## Dataset:
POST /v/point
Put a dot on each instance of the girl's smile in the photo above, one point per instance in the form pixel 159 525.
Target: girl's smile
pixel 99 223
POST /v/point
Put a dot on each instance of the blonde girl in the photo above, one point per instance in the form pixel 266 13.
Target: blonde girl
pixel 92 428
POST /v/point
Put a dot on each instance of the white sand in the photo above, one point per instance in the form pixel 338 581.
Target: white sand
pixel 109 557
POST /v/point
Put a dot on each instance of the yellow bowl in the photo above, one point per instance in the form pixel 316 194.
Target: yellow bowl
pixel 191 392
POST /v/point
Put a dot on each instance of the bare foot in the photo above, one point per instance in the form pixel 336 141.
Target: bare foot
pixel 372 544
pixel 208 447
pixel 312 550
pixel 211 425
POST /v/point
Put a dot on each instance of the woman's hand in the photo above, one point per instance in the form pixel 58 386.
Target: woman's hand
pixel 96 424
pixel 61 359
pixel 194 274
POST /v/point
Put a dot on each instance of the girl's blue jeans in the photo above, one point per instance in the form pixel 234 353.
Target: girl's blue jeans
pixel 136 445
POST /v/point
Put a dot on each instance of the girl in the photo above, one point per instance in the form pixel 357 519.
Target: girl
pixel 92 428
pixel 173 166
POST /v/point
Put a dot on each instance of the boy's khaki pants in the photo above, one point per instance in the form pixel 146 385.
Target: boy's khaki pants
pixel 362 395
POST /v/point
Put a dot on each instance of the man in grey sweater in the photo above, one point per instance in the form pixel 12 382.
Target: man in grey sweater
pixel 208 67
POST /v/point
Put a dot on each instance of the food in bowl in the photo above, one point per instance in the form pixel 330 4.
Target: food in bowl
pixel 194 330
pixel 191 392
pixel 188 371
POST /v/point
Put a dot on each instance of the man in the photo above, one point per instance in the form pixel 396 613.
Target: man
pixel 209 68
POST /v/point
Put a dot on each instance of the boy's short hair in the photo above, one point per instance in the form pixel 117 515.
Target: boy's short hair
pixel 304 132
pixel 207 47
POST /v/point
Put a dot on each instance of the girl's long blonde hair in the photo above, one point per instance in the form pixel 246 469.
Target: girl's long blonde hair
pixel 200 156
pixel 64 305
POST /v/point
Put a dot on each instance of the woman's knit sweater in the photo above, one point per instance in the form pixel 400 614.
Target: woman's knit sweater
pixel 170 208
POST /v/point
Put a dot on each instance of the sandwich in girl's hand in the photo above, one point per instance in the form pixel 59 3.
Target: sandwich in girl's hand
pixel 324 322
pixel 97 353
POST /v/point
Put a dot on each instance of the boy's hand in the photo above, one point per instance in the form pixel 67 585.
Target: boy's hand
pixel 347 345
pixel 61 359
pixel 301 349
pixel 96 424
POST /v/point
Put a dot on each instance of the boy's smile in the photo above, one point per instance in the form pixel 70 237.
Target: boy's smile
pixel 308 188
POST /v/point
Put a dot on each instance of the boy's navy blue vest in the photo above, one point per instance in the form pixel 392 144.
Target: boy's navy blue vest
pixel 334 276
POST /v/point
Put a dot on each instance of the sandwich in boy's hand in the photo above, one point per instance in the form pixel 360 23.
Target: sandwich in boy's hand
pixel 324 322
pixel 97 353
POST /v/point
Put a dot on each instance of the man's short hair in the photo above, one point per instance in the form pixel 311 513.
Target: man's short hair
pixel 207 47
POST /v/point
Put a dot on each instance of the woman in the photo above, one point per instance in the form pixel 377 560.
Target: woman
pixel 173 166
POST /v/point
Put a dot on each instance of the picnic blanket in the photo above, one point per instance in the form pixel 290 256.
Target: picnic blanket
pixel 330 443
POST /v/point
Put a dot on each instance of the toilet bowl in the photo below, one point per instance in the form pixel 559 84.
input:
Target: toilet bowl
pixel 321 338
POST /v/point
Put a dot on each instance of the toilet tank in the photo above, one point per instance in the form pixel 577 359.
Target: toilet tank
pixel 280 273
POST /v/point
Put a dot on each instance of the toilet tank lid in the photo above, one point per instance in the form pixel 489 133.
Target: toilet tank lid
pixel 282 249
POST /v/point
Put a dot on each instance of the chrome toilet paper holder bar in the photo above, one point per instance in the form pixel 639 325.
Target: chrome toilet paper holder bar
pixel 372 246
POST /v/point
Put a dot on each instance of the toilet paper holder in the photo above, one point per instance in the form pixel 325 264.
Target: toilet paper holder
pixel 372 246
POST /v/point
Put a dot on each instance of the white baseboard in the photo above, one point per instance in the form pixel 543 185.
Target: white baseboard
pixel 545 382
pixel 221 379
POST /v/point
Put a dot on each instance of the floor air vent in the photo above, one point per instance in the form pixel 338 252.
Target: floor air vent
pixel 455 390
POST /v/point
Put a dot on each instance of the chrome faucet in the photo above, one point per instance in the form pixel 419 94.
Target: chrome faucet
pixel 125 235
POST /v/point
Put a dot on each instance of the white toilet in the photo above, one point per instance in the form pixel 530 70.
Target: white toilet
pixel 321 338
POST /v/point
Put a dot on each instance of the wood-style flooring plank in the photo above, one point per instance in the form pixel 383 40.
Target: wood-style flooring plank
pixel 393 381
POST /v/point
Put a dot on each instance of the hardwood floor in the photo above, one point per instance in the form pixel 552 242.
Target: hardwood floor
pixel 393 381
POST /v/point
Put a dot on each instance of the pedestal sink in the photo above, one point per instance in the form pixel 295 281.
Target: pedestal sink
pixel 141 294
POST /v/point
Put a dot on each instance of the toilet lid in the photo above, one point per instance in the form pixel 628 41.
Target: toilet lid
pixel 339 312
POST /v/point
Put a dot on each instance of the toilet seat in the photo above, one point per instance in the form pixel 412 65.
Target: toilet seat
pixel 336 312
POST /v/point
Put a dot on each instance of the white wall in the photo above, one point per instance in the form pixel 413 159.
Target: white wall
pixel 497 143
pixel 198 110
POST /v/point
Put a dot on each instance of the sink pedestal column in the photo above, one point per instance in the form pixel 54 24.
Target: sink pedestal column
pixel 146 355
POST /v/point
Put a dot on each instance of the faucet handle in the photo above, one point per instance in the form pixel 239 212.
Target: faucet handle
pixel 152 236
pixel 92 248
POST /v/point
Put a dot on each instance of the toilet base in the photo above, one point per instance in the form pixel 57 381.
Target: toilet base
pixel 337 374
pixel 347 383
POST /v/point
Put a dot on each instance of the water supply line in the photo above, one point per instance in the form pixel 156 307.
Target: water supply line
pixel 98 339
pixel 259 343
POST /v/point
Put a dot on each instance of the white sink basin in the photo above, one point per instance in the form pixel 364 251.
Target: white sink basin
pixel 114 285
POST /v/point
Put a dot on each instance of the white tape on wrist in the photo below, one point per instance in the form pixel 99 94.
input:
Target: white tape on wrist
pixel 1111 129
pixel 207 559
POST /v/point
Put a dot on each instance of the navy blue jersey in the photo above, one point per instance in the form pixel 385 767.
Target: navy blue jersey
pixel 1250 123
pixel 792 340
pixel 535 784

## Task to carry out:
Above are the records; retype them all without a single difference.

## The completed task:
POST /v/point
Put a dot on each instance of the girl's smile in the photo above, one point per instance in the form pixel 159 525.
Target: girl's smile
pixel 99 223
POST /v/point
Put a dot on each instance of the blonde girl in the photo above, one point per instance in the form pixel 266 13.
Target: blonde girl
pixel 92 428
POST /v/point
Put a dot on each instance of the white sand in the photo above, one point per instance in the form pixel 338 581.
Target: white sand
pixel 109 557
POST /v/point
Put a dot on each instance of the yellow bowl in the photo above, one point per instance in the form pixel 316 194.
Target: yellow bowl
pixel 191 392
POST /v/point
Put a dot on each instance of the bare foot in the photo above, one point per instance in the form pixel 336 141.
Target: bare foot
pixel 372 544
pixel 208 447
pixel 312 550
pixel 211 425
POST /v/point
Put a dot on each instance of the woman's hand in the photo above, one point per instance in the form pixel 58 386.
Target: woman's hand
pixel 96 424
pixel 61 359
pixel 194 274
POST /v/point
Put a dot on each instance of the girl's blue jeans in the photo above, one point per instance in the form pixel 234 353.
Target: girl's blue jeans
pixel 136 445
POST /v/point
Put a dot on each instance of the girl in the photo above, one point per instance in the form pixel 357 519.
Target: girl
pixel 92 428
pixel 173 166
POST /v/point
Put a dot on each instance of the boy's khaki pants in the photo above, one point per instance in the form pixel 146 385.
Target: boy's khaki pants
pixel 362 395
POST /v/point
Put a dot on each instance of the man in grey sweater in the photo above, one point per instance in the form pixel 12 382.
Target: man in grey sweater
pixel 208 67
POST /v/point
Put a dot on each instance of the food in bowl in the photo above, one point per instance in the form pixel 330 4.
Target: food in bowl
pixel 194 330
pixel 191 392
pixel 188 371
POST /v/point
Put a dot on each instance of the man in the photo above, one point per instance in the form pixel 396 613.
Target: man
pixel 209 68
POST /v/point
Put a dot on each instance of the boy's short hair in the photo above, one point per instance in the form pixel 117 515.
Target: boy's short hair
pixel 304 132
pixel 207 47
POST /v/point
Put a dot on each instance of the girl's long blonde hair in the photo above, one point per instance in the form pixel 246 469.
Target: girl's long blonde hair
pixel 200 156
pixel 64 305
POST /v/point
Put a dot on each instance of the woman's knit sweater in the photo above, one point per instance in the form pixel 400 614.
Target: woman's knit sweater
pixel 170 208
POST /v/point
Put a dot on each instance of the sandwich in girl's hand in the photo above, one point per instance in the form pixel 59 3.
Target: sandwich in girl's hand
pixel 324 322
pixel 97 353
POST /v/point
Put a dot on each instance of the boy's hand in the photo above, one point per instance in the form pixel 67 585.
Target: boy's hand
pixel 347 345
pixel 61 359
pixel 301 349
pixel 96 424
POST /v/point
Put a dot on each instance of the boy's smile in the photo above, one point per instance in the form pixel 70 237.
Target: boy's smile
pixel 308 188
POST /v/point
Put a dot on each instance of the boy's navy blue vest in the photo above, one point per instance in the form pixel 392 144.
Target: boy's navy blue vest
pixel 334 276
POST /v/point
Put a dot on each instance of the sandwich in boy's hand in the photo above, one point per instance in the form pixel 360 23.
Target: sandwich in boy's hand
pixel 324 322
pixel 97 353
POST /v/point
Put a dot on each instance of the man's short hair in the photo above, one point per instance in the form pixel 311 513.
Target: man's short hair
pixel 207 47
POST /v/point
Put a dot on each instance of the woman in the photo above, one point per instance in the form pixel 377 560.
Target: woman
pixel 173 166
POST /v/point
Put a dot on each instance of the picnic blanket in the photo above, one point per instance in the form pixel 290 256.
Target: picnic blanket
pixel 330 443
POST /v/point
Put a dot on each instance of the toilet bowl in the photo below, one point per instance in the form pixel 559 84.
input:
Target: toilet bowl
pixel 321 338
POST /v/point
Put a dot on each instance of the toilet tank in the photo above, one point per instance in the form pixel 577 359.
Target: toilet tank
pixel 280 273
POST /v/point
Put a dot on each instance of the toilet tank lid in the photo above, one point per instance in the form pixel 489 133.
Target: toilet tank lid
pixel 282 249
POST /v/point
Put a dot on each instance of the chrome toilet paper holder bar in the photo above, one point per instance in the form pixel 639 325.
Target: chrome toilet paper holder bar
pixel 372 246
POST /v/point
Put a dot on each instance of the toilet paper holder in the photo above, one point per instance in the form pixel 325 264.
Target: toilet paper holder
pixel 372 246
POST /v/point
Put a dot on each instance of the white baseboard in the photo above, one point per instance in the form pixel 543 185.
Target: white baseboard
pixel 545 382
pixel 221 379
POST /v/point
Put a dot on each instance of the floor air vent in the photo above, one point per instance in the form pixel 338 252.
Target: floor air vent
pixel 455 390
POST /v/point
Put a dot on each instance of the chrome faucet in the photo above, one point per instance in the form pixel 419 94.
Target: chrome faucet
pixel 125 235
POST /v/point
Put a dot on each instance of the white toilet in the photo above, one point per instance in the form pixel 530 70.
Target: white toilet
pixel 321 338
POST /v/point
Put a dot on each instance of the wood-style flooring plank in the photo above, one point per instance in the form pixel 383 40.
Target: wood-style flooring plank
pixel 393 381
POST /v/point
Put a dot on each instance of the hardwood floor in the photo above, one point per instance in the form pixel 552 242.
Target: hardwood floor
pixel 393 381
POST /v/point
Put a dot on each instance of the pedestal sink in the photo above, one point per instance in the form pixel 295 281.
Target: pedestal sink
pixel 141 294
POST /v/point
Put a dot on each instance of the toilet lid in the photo above, one point per instance in the form pixel 628 41.
Target: toilet lid
pixel 339 312
POST /v/point
Put a dot on each instance of the toilet seat in the photo above, one point per instance in the form pixel 412 65.
Target: toilet seat
pixel 336 312
POST /v/point
Put a dot on each instance of the white wall in the photo above, one point per instance in the form pixel 413 159.
Target: white wall
pixel 497 143
pixel 198 110
POST /v/point
Put a dot on each instance of the sink pedestal column in the photo above, one point per instance in the form pixel 54 24.
Target: sink pedestal column
pixel 146 355
POST /v/point
Put a dot on each instance of the faucet handle in the photo above, one point per instance in the form pixel 239 212.
Target: faucet handle
pixel 152 236
pixel 92 248
POST /v/point
Put a dot on each instance of the toilet base in the photo above, one point per instance in the form pixel 57 381.
Target: toilet base
pixel 337 374
pixel 347 383
POST /v/point
Put a dot on each instance of the water supply line in the photo above, one point per instance in the form pixel 156 307.
Target: water supply line
pixel 98 339
pixel 259 343
POST /v/point
Put a dot on each instance of the white sink basin in the photo above, one point per instance in the form pixel 364 251.
Target: white sink basin
pixel 114 285
POST /v/point
Put a dot on each instance of the white tape on wrist in the photo below, one point per instance in the form pixel 99 94.
input:
Target: white tape on wrist
pixel 1111 129
pixel 207 559
POST /v/point
Put a dot on each instance of the navy blue jersey in the photo above, one point per instance in the form pixel 385 767.
Target: navy blue jersey
pixel 1250 123
pixel 792 340
pixel 535 784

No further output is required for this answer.